#### [Stated problem 1]
Locate each line in the entries that contains the word "short" and copy it out.

## START Text

This isn't quite done (the TSS remap patch is busted on 32-bit, but
that's a straightforward fix), but it should be ready for at least a
conceptual review.

The idea here is to prepare us to have all kernel data needed for
user mode execution and early entry located in the fixmap.  To do
this, I hijack the GDT remap mechanism and make it more general.  I
add a struct cpu_entry_area.  This struct is never instantiated
directly.  Instead, it represents the layout of a per-cpu portion of
the fixmap.  That portion contains the GDT, the TSS (including IO
bitmap), and the entry stack (for now just a part of the TSS
region).  It should also end up containing the PEBS and BTS buffers.

If this works, then the idea would be to add a magic *executable* page
to cpu_entry_area.  That page would contain a stub like this:

ENTRY(entry_SYSCALL_64_trampoline)
	UNWIND_HINT_EMPTY
	movq	%rsp, 0x1000+entry_SYSCALL_64_trampoline-1f(%rip)
1:
	movq	0x1008+entry_SYSCALL_64_trampoline-1f(%rip), %rsp
1:
	pushq	%rdi
	pushq	%rsi
	movq	0x1000+entry_SYSCALL_64_trampoline-1f(%rip), %rsi
1:
	movq	$entry_SYSCALL_64, %rdi
	jmp	*%rdi
END(entry_SYSCALL_64_trampoline)

(Those offsets are made up.  In real life, they'd be computed using
asm-offsets so they refer to the top word of the entry stack and to
the word that contains the real kernel stack address, respectively.)

We'd now enter entry_SYSCALL_64 (probably renamed) on the real task
stack, with user RDI and RSI on that stack (and in need of popping)
and with user RSP in RSI.  This is weird, but it gives us some major
benefits:

 - This entire sequence works without any %gs prefixes and without
   touching the conventional percpu mappings.  This means that it
   will work without mapping any conventional percpu data.  That
   removes a considerable amount of complexity in Dave's series and
   also removes a giant kASLR hole in that Dave's series, as is,
   leaks the location of all the percpu mappings.

 - We run the SYSCALL entry code in a context in which it has
   easy access to scratch space for its CR3 shenanigans.

 - I've carefully done this without needing access to the
   cpu_entry_area from the post-trampoline entry code.  Finding
   it would require awkward calculations, a percpu load from
   an otherwise unneeded cacheline, or a potentially unfortunate
   load of the valule we just stored from a different VA alias.  I
   imagine that the last one is nasy from a microarchitectural
   perspective.

## END Text
## START Data rows

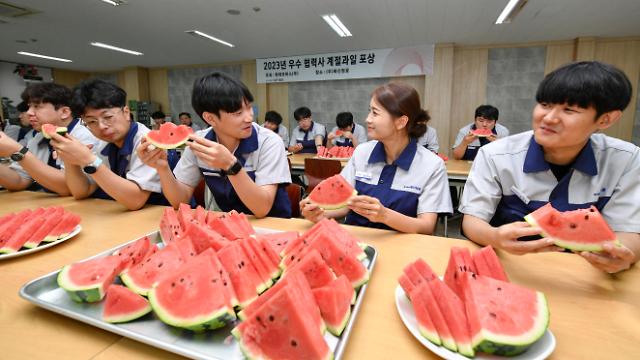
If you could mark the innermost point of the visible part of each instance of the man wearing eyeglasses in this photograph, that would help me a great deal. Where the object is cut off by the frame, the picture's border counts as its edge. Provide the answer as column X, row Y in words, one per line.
column 467, row 143
column 36, row 166
column 114, row 170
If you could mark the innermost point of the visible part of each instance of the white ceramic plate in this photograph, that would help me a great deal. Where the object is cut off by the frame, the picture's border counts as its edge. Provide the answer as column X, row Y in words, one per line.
column 540, row 350
column 42, row 245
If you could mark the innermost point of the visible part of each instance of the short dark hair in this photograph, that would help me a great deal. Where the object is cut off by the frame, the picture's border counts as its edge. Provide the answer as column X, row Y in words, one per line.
column 273, row 117
column 488, row 112
column 22, row 107
column 344, row 119
column 97, row 94
column 301, row 113
column 586, row 83
column 401, row 99
column 157, row 115
column 52, row 93
column 218, row 91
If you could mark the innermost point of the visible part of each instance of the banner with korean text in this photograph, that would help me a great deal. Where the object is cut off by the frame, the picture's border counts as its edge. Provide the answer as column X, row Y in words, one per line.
column 406, row 61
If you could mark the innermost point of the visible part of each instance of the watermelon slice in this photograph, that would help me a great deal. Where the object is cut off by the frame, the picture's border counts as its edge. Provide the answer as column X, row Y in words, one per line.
column 504, row 319
column 332, row 193
column 191, row 299
column 88, row 281
column 123, row 305
column 48, row 129
column 169, row 135
column 334, row 301
column 577, row 230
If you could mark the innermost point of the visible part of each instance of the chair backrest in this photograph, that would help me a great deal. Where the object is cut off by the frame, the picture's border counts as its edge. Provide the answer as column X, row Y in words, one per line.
column 317, row 170
column 295, row 195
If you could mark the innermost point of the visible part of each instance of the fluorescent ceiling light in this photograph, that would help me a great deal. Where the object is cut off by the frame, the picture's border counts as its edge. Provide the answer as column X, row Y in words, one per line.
column 207, row 36
column 43, row 56
column 510, row 11
column 115, row 48
column 336, row 25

## END Data rows

#### [Stated problem 2]
Please reproduce the kernel entry patch note from "- I've carefully" up to and including "perspective.", swapping "cacheline" for "cache line".

#### [Solution 1]
If you could mark the innermost point of the visible part of each instance of the short dark hair in this photograph, that would help me a great deal. Where the object is cut off by the frame, the picture's border counts as its edge. Provide the answer as column X, row Y in words, one per line.

#### [Solution 2]
- I've carefully done this without needing access to the
   cpu_entry_area from the post-trampoline entry code.  Finding
   it would require awkward calculations, a percpu load from
   an otherwise unneeded cache line, or a potentially unfortunate
   load of the valule we just stored from a different VA alias.  I
   imagine that the last one is nasy from a microarchitectural
   perspective.